## WHAT YOU ARE ASKED TO DO
Extend the article on biometric access control, starting from its final sentence.

## SELECTED PASSAGE
--*--

SRI Identity technology
The ability to push information out to the edge based on the individual’s access level, location and other factors is a powerful capability, says Perna. A biometrics-embedded tablet could, for example, tag a guard upon entering the building, and feed video of what’s happening beyond secure doors as he/she moves through the facility to better situational awareness.
SRI’s recently launched a biometrics-embedded tablet – equipped with its (IOM) technology – combines the accuracy and convenience of iris biometrics with the functionality and customisation of the Android enterprise computing platform. This enables one device to support workflows including physical access control, time and attendance, inventory control, company messaging as well as addition customisable applications.
Today, biometrics are seeing heavy use in mobile devices as well as banking applications, says Robert Fee, Director of sales, access control, Zwipe. Applications have seen the greatest uptick in replacement of passwords and log-ins, specifically in web and mobile based applications. Biometrics, as a form of security, has the potential to replace current forms of security, including physical, logical and web, he says. Therefore, considering the number of physical keys, access cards and credit/debit cards currently in the marketplace, the potential is excessively large.
|The primary value proposition of using biometrics over traditional security is that it
dramatically enhances security by providing two-factor biometric authentication
Enhanced security with biometric solutions
Fee says the primary value proposition of using biometrics over traditional security (in the case of access control) is that it dramatically enhances security by providing two-factor biometric authentication: your fingerprint. The days of using a PIN for two-factor are gone since PINs can be passed on from employee to employee to non-employee. “The vast majority of electronic access control (EAC) systems in place today authenticate the badge, not the person holding the badge,” says Fee. “Where is the security in that?” Solutions such as Zwipe biometric credentials allow implementation of two-factor authentication without replacing a single reader. No database integration, protection, installation, wiring or maintenance agreements required. It provides more security without any additional steps. Taking the same amount of time to use a biometric product as a traditional PIN-based card or swipe card, a biometric solution will offer greater security and ease of use, according to Zwipe.

--*--

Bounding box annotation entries
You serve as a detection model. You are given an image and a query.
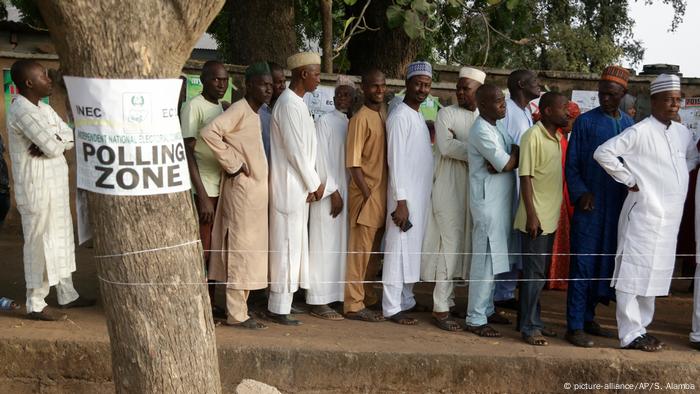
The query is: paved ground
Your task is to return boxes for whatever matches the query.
[0,228,700,392]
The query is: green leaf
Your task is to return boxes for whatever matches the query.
[386,4,406,29]
[343,16,357,37]
[411,0,430,14]
[403,10,425,40]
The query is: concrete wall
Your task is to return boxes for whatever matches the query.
[0,55,700,231]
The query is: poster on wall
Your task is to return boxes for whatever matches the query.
[571,90,600,114]
[185,74,238,103]
[64,77,190,196]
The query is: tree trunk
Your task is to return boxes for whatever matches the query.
[348,0,418,78]
[226,0,297,67]
[40,0,224,393]
[319,0,333,74]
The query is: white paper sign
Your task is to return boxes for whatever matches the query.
[571,90,600,113]
[64,77,190,196]
[304,85,335,121]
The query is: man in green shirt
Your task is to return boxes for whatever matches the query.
[515,92,568,346]
[180,61,228,318]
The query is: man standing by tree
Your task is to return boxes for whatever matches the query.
[514,92,569,346]
[268,52,324,325]
[593,74,698,352]
[565,66,634,347]
[343,69,387,322]
[421,67,486,331]
[8,60,95,321]
[382,62,433,325]
[180,60,228,318]
[201,63,272,329]
[466,85,519,337]
[306,75,355,320]
[258,62,287,163]
[494,70,540,309]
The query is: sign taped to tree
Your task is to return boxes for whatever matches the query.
[64,77,190,196]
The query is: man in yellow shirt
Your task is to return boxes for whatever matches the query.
[180,61,228,318]
[515,92,568,346]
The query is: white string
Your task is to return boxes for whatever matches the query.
[97,275,695,286]
[95,240,201,259]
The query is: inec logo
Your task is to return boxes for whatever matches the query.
[122,92,151,132]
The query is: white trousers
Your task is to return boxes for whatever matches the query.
[27,274,78,313]
[382,282,416,317]
[267,291,294,315]
[690,264,700,342]
[615,290,656,347]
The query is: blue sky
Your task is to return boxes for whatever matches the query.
[630,0,700,77]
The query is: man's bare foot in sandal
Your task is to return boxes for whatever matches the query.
[433,312,462,331]
[226,317,267,330]
[523,331,549,346]
[386,312,418,326]
[309,305,344,321]
[465,324,501,338]
[623,335,662,352]
[345,308,385,323]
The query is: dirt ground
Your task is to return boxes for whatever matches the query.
[0,228,700,391]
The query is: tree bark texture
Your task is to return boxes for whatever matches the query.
[319,0,333,74]
[226,0,297,67]
[347,0,418,78]
[39,0,224,393]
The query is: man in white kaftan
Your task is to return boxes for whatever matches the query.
[306,76,354,314]
[593,74,698,351]
[421,67,486,330]
[268,53,323,325]
[382,62,433,324]
[8,61,94,320]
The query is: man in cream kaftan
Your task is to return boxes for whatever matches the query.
[306,103,348,308]
[8,60,94,320]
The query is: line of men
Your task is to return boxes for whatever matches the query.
[9,53,700,351]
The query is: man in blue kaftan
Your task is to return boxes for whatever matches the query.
[566,66,634,347]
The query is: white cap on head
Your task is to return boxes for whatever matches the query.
[649,74,681,95]
[459,67,486,85]
[335,74,355,89]
[287,52,321,70]
[406,62,433,80]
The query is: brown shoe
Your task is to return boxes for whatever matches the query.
[27,309,68,321]
[61,297,97,309]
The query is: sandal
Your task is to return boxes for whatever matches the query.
[464,324,501,338]
[388,312,418,326]
[226,317,267,330]
[623,335,661,352]
[523,334,549,346]
[433,314,462,331]
[309,305,344,321]
[487,312,510,324]
[540,327,557,338]
[345,308,386,323]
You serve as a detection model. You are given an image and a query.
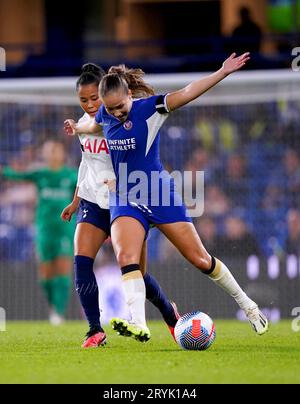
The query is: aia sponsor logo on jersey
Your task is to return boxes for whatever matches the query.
[83,138,109,154]
[123,121,133,130]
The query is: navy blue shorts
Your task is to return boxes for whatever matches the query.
[76,199,110,236]
[110,195,192,236]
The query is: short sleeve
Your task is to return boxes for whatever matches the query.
[155,94,170,114]
[95,105,104,125]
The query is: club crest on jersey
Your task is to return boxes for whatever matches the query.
[123,121,133,130]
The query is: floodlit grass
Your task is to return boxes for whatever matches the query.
[0,321,300,384]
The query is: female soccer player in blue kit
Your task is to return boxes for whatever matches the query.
[66,53,268,340]
[61,63,178,348]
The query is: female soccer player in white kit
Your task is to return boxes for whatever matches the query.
[66,53,268,338]
[61,64,178,348]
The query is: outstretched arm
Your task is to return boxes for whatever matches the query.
[0,166,37,182]
[64,119,102,136]
[167,53,250,111]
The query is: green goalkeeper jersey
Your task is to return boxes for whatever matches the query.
[2,167,77,237]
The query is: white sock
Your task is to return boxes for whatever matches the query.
[122,271,147,327]
[209,258,256,310]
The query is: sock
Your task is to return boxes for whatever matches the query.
[207,257,255,310]
[74,255,102,330]
[144,273,177,327]
[40,279,52,306]
[51,275,71,316]
[121,264,147,326]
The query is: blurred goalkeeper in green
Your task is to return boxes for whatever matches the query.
[2,140,77,325]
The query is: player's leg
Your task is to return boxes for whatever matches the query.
[140,241,179,337]
[74,223,108,348]
[157,222,268,334]
[52,258,73,321]
[38,261,53,314]
[37,237,67,325]
[111,216,150,341]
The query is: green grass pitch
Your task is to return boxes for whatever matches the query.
[0,321,300,384]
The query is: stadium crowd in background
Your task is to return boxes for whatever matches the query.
[0,98,300,261]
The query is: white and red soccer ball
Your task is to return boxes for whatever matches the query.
[174,311,216,351]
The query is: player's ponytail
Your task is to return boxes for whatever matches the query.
[76,63,105,91]
[100,65,154,98]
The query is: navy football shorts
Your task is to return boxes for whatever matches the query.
[76,199,110,236]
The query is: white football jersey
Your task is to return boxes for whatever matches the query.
[77,114,116,209]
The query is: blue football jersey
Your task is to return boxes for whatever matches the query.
[96,95,170,202]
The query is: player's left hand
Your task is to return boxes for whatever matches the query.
[222,52,250,75]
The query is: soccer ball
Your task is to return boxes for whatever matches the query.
[174,311,216,351]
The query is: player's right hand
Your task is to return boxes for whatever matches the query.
[64,119,76,136]
[60,203,78,222]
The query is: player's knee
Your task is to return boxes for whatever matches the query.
[117,251,140,268]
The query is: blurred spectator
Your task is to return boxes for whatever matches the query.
[220,154,249,207]
[195,113,239,153]
[218,215,260,258]
[285,209,300,257]
[231,7,262,54]
[204,185,231,218]
[266,149,300,208]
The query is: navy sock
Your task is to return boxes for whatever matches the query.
[74,255,102,330]
[144,273,177,327]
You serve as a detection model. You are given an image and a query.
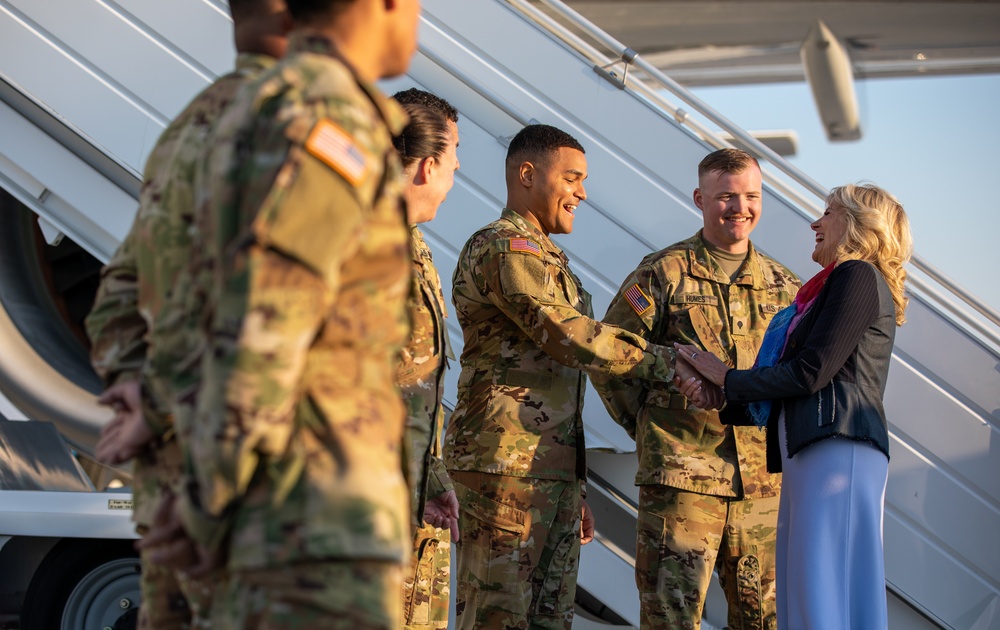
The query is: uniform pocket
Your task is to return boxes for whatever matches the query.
[635,512,666,593]
[403,538,440,626]
[455,483,531,613]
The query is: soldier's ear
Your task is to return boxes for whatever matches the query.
[417,156,438,184]
[517,162,535,188]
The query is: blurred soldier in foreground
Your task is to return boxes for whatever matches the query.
[445,125,674,628]
[393,88,459,630]
[87,0,291,628]
[595,149,799,630]
[136,0,420,630]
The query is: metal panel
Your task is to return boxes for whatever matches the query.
[0,0,1000,628]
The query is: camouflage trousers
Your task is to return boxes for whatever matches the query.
[403,525,451,630]
[132,441,215,630]
[136,550,214,630]
[635,485,778,630]
[212,560,403,630]
[451,471,581,630]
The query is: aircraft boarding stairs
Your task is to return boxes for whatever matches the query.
[0,0,1000,629]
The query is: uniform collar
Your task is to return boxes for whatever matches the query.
[684,230,765,289]
[236,53,278,75]
[286,31,409,136]
[500,208,563,256]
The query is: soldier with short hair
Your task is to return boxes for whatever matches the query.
[393,88,459,630]
[86,0,291,628]
[136,0,420,630]
[445,125,674,628]
[595,149,799,630]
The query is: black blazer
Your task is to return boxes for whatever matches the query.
[721,260,896,472]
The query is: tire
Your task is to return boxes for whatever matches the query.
[21,538,141,630]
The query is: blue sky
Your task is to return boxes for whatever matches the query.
[693,74,1000,310]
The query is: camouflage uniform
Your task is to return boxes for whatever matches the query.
[595,232,799,630]
[87,54,275,628]
[396,226,454,630]
[180,33,411,628]
[445,209,673,628]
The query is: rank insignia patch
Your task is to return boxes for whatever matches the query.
[623,284,653,315]
[510,238,542,258]
[306,119,368,186]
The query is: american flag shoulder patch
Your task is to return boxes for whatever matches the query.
[306,118,368,186]
[624,284,653,315]
[510,238,542,258]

--*--

## TASK ANSWER
Zwipe specifically addresses privacy concerns by never storing a person’s fingerprint. The company creates unique templates that, by themselves, have no value other than within a Zwipe-based solution. Plus, the biometric engine within a Zwipe device is independent of the RF transponder that communicates to an external device, such as a physical or logical access reader. There is no biometric data being communicated between a Zwipe device and reader. Zwipe is the biometric reader.
Entering physical access control market
“We have physical spaces and virtual spaces, and the differences between them are becoming fuzzy,” says Jason Chaikin, President of biometric company Vkansee, which specialises in fingerprint capture for payment, data and other sectors, including physical access control. He notes that biometrics might be used to control an entrance to a building as well as entry into a network on a computer in the building. Additional safeguards can include confirming that a person trying to access a network from a computer in the building is also on record as having entered the building. “It brings together silos of information so we don’t have the weak links we have now,” he says.
Chaikin says physical security devices are on his company’s radar. “I think biometrics should be on a lot more doors than they are now. Our new smaller size sensors can add biometrics for an extra $20 or so per door. The ability to locate the sensor safely under glass opens the doors to outdoor applications in a variety of harsh environments.”
“People are willing to give a new look to biometrics, but the physical access control market is more conservative, so it will take more time,” says Chaikin. “When you contact companies, they are willing to give it a shot. Agile companies will start adopting new biometrics that work quite well – you will see a quick rampup.”